• WHAT IS REQUIRED:
Please format every line of the listing below as a numbered list, leaving out blank lines and the picture.

___ DATASET RECORDS ___

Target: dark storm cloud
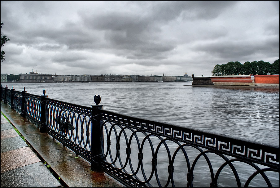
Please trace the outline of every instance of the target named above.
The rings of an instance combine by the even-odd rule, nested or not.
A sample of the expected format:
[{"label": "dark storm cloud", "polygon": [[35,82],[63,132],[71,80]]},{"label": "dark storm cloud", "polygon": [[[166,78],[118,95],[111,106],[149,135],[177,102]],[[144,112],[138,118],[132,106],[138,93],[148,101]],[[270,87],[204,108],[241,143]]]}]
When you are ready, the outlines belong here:
[{"label": "dark storm cloud", "polygon": [[209,75],[218,62],[279,56],[278,1],[1,2],[1,72]]}]

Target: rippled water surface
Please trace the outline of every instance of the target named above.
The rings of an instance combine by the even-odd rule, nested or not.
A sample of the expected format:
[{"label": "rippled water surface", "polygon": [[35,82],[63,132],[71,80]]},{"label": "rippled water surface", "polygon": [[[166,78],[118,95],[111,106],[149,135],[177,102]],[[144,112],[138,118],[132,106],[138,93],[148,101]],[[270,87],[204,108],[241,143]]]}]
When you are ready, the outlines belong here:
[{"label": "rippled water surface", "polygon": [[8,83],[17,91],[179,126],[279,145],[279,89],[184,86],[191,82]]}]

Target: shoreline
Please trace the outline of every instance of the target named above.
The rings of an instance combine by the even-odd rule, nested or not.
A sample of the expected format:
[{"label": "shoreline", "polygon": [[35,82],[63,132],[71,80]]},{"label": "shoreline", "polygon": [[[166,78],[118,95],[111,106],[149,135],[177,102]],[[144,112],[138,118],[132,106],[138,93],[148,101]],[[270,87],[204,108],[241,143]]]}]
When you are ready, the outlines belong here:
[{"label": "shoreline", "polygon": [[184,85],[183,86],[193,86],[194,87],[241,87],[241,88],[279,88],[279,86],[229,86],[226,85]]}]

___

• COMPLETED TASK:
1. Target: dark storm cloud
2. Please trace the outline of every instance of the target named above.
3. The rings of an instance combine by the even-odd rule, nested or not.
4. A sample of the expected format:
5. [{"label": "dark storm cloud", "polygon": [[35,82],[63,132],[71,80]]},{"label": "dark storm cloud", "polygon": [[[166,78],[118,95],[111,106],[149,135],[177,102]],[[144,112],[138,118],[132,106],[138,93],[148,101]],[[270,87],[204,108],[241,143]]]}]
6. When you are ready, the outlines belong here:
7. [{"label": "dark storm cloud", "polygon": [[209,75],[218,62],[279,56],[278,1],[1,2],[1,72]]}]
8. Target: rippled water surface
9. Please trace the outline of every instance of the target named above.
10. The rings of an instance combine by the even-odd rule, nested or not.
11. A sample of the expected format:
12. [{"label": "rippled water surface", "polygon": [[35,82],[63,132],[71,80]]},{"label": "rippled water surface", "polygon": [[[166,78],[118,95],[111,106],[149,135],[177,102]],[[144,112],[138,118],[132,106],[138,93],[148,101]],[[270,87],[204,108],[241,143]]]}]
13. When you are ready, the outlines belong here:
14. [{"label": "rippled water surface", "polygon": [[8,83],[17,91],[179,126],[279,145],[279,89],[184,86],[191,82]]}]
15. Target: shoreline
16. Please trace the outline of every instance of the target named above.
17. The rings of an instance combine by the even-odd rule, nested or not.
18. A sample of the expected format:
19. [{"label": "shoreline", "polygon": [[35,82],[63,132],[71,80]]},{"label": "shoreline", "polygon": [[[166,78],[118,95],[111,106],[149,135],[177,102]],[[144,112],[138,118],[132,106],[138,93],[148,101]],[[270,87],[204,108],[241,143]]]}]
20. When you are ready, the outlines belong here:
21. [{"label": "shoreline", "polygon": [[184,85],[183,86],[193,86],[194,87],[241,87],[241,88],[279,88],[279,86],[229,86],[226,85]]}]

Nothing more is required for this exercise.